→ Assignment A:
Answer these questions about the MedicalResearch.com interview with Elizabeth A. Lawson.
(i) Which research program does Lawson direct?
(ii) At which medical school is she an Assistant Professor of Medicine?
(iii) What is the first question the interview puts to her?
→ Assignment B:
Write what comes next in the MedicalResearch.com interview with Elizabeth A. Lawson, starting after its final line.

→ Page extract:
%%
Elizabeth A. Lawson, M.D., M.M.Sc. Assistant Professor of Medicine Harvard Medical School Director, Interdisciplinary Oxytocin Research Program Neuroendocrine Unit Massachusetts General Hospital Boston, MA 02114MedicalResearch.com Interview with:
Elizabeth A. Lawson, M.D., M.M.Sc.
Assistant Professor of Medicine
Harvard Medical School
Director, Interdisciplinary Oxytocin Research Program
Neuroendocrine Unit Massachusetts General Hospital
Boston, MA 02114

Medical Research: What is the background for this study? What are the main findings?
%%
→ Data for analysis:
%%
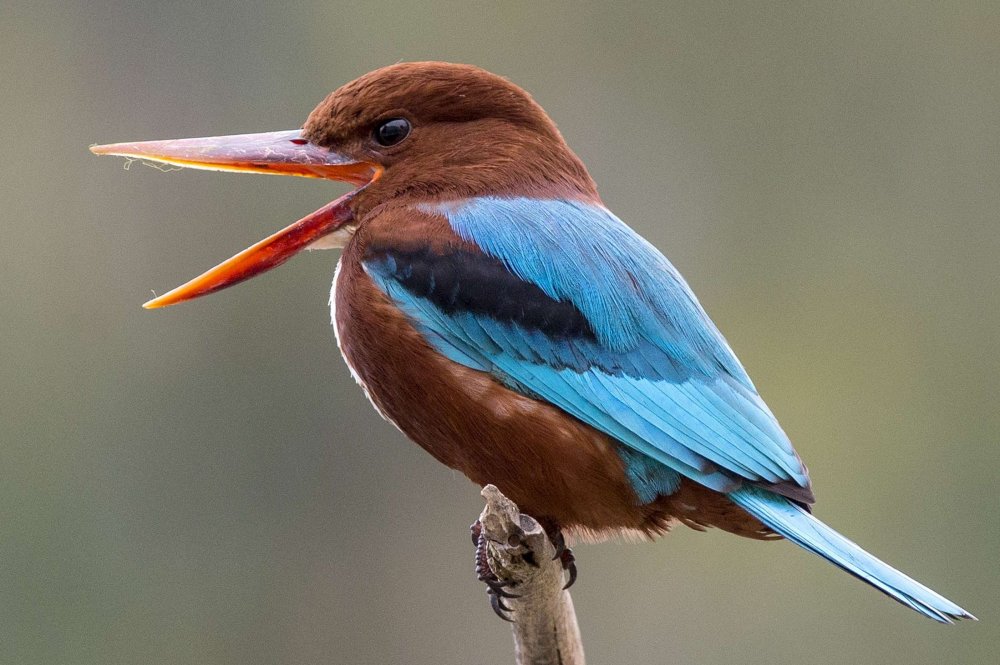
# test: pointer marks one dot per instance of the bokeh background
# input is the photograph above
(205, 484)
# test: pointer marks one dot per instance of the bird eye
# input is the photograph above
(392, 131)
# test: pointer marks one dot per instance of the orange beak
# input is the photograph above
(278, 153)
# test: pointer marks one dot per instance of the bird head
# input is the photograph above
(404, 134)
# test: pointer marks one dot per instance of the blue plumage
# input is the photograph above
(607, 330)
(659, 376)
(807, 532)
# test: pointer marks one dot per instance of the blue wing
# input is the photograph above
(567, 304)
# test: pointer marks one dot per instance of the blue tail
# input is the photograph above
(798, 526)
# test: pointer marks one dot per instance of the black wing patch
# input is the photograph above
(467, 281)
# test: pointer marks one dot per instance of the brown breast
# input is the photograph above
(553, 466)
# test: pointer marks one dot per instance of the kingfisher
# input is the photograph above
(496, 312)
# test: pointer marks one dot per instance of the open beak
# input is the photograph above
(277, 153)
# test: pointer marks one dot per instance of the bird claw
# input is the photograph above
(495, 587)
(564, 554)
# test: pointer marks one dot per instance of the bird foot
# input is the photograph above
(495, 587)
(563, 553)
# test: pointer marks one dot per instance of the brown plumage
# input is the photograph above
(456, 343)
(554, 467)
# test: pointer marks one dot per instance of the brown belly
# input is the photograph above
(553, 466)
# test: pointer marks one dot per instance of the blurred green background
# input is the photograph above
(205, 484)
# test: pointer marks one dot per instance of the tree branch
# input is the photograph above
(519, 552)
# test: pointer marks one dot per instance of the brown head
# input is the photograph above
(406, 133)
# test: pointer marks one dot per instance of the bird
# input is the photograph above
(495, 311)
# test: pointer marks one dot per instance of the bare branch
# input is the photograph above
(519, 552)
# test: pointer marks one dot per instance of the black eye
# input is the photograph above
(392, 131)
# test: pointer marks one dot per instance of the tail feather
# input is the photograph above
(800, 527)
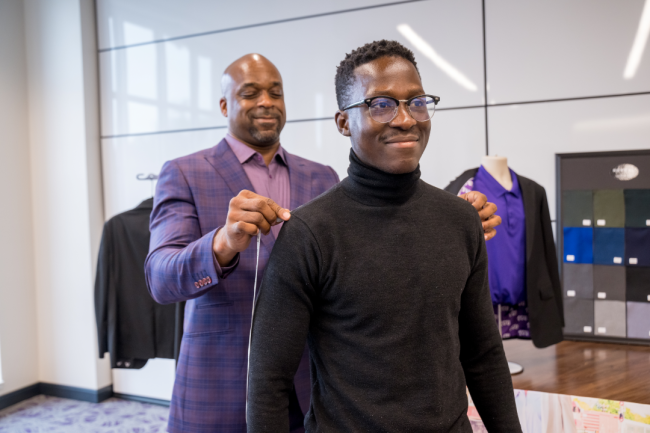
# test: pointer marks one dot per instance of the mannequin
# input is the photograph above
(497, 166)
(524, 280)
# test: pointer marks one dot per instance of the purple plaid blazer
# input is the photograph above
(190, 204)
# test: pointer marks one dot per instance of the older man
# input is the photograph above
(385, 278)
(205, 215)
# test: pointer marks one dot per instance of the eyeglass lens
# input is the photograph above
(384, 109)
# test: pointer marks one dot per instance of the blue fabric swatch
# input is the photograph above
(609, 246)
(578, 245)
(637, 247)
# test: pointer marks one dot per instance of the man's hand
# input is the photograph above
(247, 214)
(485, 211)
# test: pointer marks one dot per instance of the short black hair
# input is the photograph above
(362, 55)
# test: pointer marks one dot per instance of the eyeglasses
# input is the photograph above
(383, 109)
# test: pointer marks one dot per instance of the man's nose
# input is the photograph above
(403, 119)
(265, 100)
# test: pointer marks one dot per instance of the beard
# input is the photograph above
(269, 136)
(265, 136)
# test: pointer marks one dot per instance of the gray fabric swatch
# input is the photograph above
(638, 320)
(609, 283)
(578, 280)
(579, 316)
(609, 318)
(609, 208)
(577, 209)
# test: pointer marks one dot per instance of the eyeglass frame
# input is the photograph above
(368, 101)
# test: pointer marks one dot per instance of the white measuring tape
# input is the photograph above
(250, 334)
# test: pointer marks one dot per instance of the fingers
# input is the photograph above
(251, 202)
(243, 228)
(487, 211)
(281, 212)
(256, 219)
(489, 234)
(491, 223)
(477, 199)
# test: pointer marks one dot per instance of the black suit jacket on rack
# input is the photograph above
(543, 288)
(130, 324)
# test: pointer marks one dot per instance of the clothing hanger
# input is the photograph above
(151, 177)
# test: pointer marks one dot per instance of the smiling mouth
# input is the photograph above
(405, 142)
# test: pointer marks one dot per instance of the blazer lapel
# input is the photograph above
(300, 180)
(528, 195)
(227, 166)
(224, 161)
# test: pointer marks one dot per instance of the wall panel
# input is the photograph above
(530, 135)
(176, 85)
(539, 50)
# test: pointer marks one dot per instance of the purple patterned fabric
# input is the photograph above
(514, 320)
(190, 204)
(271, 181)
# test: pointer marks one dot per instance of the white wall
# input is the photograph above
(18, 320)
(66, 187)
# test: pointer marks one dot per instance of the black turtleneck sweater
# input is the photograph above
(385, 277)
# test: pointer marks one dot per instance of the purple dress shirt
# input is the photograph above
(507, 251)
(271, 181)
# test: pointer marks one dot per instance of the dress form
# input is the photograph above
(497, 166)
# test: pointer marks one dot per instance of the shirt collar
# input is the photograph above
(494, 188)
(244, 153)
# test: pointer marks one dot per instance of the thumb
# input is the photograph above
(282, 213)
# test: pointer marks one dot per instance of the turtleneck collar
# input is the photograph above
(373, 187)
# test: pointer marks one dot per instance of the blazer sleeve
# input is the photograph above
(102, 287)
(180, 264)
(550, 253)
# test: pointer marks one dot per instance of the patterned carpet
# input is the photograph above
(60, 415)
(538, 413)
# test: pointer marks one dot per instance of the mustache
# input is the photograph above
(401, 136)
(266, 113)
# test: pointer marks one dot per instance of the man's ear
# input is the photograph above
(342, 122)
(223, 105)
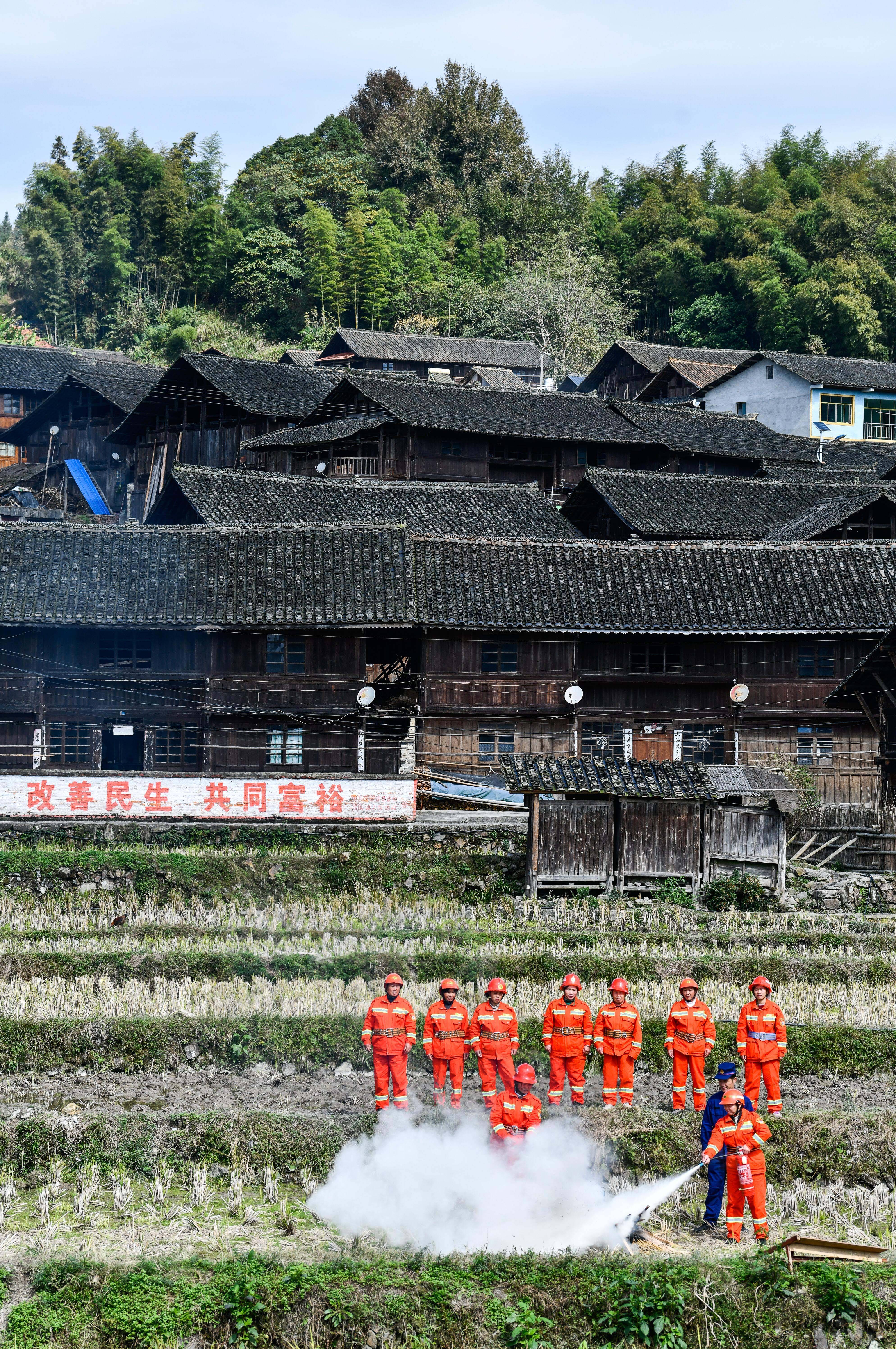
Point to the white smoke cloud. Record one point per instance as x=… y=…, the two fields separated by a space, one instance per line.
x=446 y=1188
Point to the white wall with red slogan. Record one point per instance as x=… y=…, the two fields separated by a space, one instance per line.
x=210 y=798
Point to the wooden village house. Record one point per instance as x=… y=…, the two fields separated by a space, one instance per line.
x=243 y=647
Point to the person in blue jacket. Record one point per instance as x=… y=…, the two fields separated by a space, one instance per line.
x=714 y=1111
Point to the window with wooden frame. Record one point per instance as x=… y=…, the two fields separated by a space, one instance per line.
x=285 y=744
x=125 y=652
x=839 y=409
x=498 y=659
x=814 y=659
x=177 y=745
x=494 y=741
x=602 y=740
x=702 y=744
x=655 y=659
x=285 y=655
x=816 y=746
x=69 y=742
%%
→ Exercise answer A:
(i) The Interdisciplinary Oxytocin Research Program
(ii) Harvard Medical School
(iii) "What is the background for this study?"

→ Exercise answer B:
Response: Oxytocin is a hormone produced in the brain that has been shown to reduce food intake in animal studies. The role of oxytocin on appetite and food consumption in humans is not well understood. We therefore performed a randomized, placebo controlled cross-over study of single dose administration of intranasal oxytocin (Syntocinon, Novartis) in healthy men. Subjects presented fasting in the early morning and were randomized to receive 24 IU intranasal oxytocin or placebo. They selected breakfast from a menu and were offered double portions. The caloric content of the food they ate was calculated. They returned for a second visit, which was the same except for this time, they received the other treatment (placebo or oxytocin). There was no difference in how much food the men reported eating in the three days leading up to each of the study visits. On average, the men ate 122 fewer calories and about 9 grams less fat after receiving oxytocin compared to placebo. There was also evidence that oxytocin resulted in greater use of fat as a fuel for the body, and improved insulin sensitivity.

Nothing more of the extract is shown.